We, in the Black/African American community, partook in critical dialogue during Real Talk sessions that centered around what our blackness means to us as individuals, whether shown through love, identity, role models who paved the way and how we show up in various spaces. The dialogue continued into the Black and Series which focused on intersecting identities. As the award-winning singer India Arie sang, “I am not my hair, I am not my skin, I am the soul that lives within,” was perfectly emulated through the Black and Series which introduced discussion on being religious, identifying with two or several races, being a part of the LGBTQ community and even feminism. These sessions reminded us that we are all connected but different and our characteristics and values go deeper than our skin tone.

__Record list__:
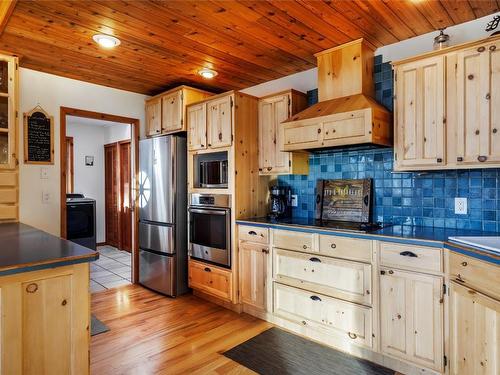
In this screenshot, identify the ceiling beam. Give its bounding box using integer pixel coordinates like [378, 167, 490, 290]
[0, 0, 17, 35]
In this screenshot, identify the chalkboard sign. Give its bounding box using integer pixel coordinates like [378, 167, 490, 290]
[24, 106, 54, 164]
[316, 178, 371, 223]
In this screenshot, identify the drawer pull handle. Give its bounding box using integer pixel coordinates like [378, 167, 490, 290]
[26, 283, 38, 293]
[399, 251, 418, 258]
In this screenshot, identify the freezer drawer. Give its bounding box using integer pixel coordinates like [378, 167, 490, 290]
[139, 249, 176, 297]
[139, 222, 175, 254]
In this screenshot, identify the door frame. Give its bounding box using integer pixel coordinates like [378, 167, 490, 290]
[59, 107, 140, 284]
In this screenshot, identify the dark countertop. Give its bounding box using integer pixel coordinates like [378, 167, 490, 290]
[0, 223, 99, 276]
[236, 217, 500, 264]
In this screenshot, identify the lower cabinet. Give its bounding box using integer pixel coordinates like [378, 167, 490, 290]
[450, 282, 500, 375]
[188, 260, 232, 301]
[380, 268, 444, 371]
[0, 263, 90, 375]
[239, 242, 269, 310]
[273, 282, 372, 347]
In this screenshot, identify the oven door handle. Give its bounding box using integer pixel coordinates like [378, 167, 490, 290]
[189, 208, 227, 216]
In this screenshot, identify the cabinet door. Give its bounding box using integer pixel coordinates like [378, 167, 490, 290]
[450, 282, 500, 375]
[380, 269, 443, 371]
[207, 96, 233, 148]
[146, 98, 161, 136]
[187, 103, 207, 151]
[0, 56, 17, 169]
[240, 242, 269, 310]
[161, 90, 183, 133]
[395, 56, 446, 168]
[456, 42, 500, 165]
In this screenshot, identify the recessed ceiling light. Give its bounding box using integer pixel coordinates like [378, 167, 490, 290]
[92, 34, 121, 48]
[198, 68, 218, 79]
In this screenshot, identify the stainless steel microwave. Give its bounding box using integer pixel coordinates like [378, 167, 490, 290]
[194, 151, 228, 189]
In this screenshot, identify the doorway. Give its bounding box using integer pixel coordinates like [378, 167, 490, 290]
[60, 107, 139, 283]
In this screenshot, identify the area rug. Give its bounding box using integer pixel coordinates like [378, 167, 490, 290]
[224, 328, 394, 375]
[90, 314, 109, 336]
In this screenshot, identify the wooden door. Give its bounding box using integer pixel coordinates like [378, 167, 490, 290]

__Set problem 1__:
In the passage about the Real Talk sessions, copy everything from "We, in the Black/African" down to "our skin tone." word for word.
__Set problem 2__:
List every topic the passage about the Real Talk sessions says the Black and Series introduced for discussion.

__Full output 1__:
We, in the Black/African American community, partook in critical dialogue during Real Talk sessions that centered around what our blackness means to us as individuals, whether shown through love, identity, role models who paved the way and how we show up in various spaces. The dialogue continued into the Black and Series which focused on intersecting identities. As the award-winning singer India Arie sang, “I am not my hair, I am not my skin, I am the soul that lives within,” was perfectly emulated through the Black and Series which introduced discussion on being religious, identifying with two or several races, being a part of the LGBTQ community and even feminism. These sessions reminded us that we are all connected but different and our characteristics and values go deeper than our skin tone.

__Full output 2__:
- Being religious
- Identifying with two or several races
- Being a part of the LGBTQ community
- Feminism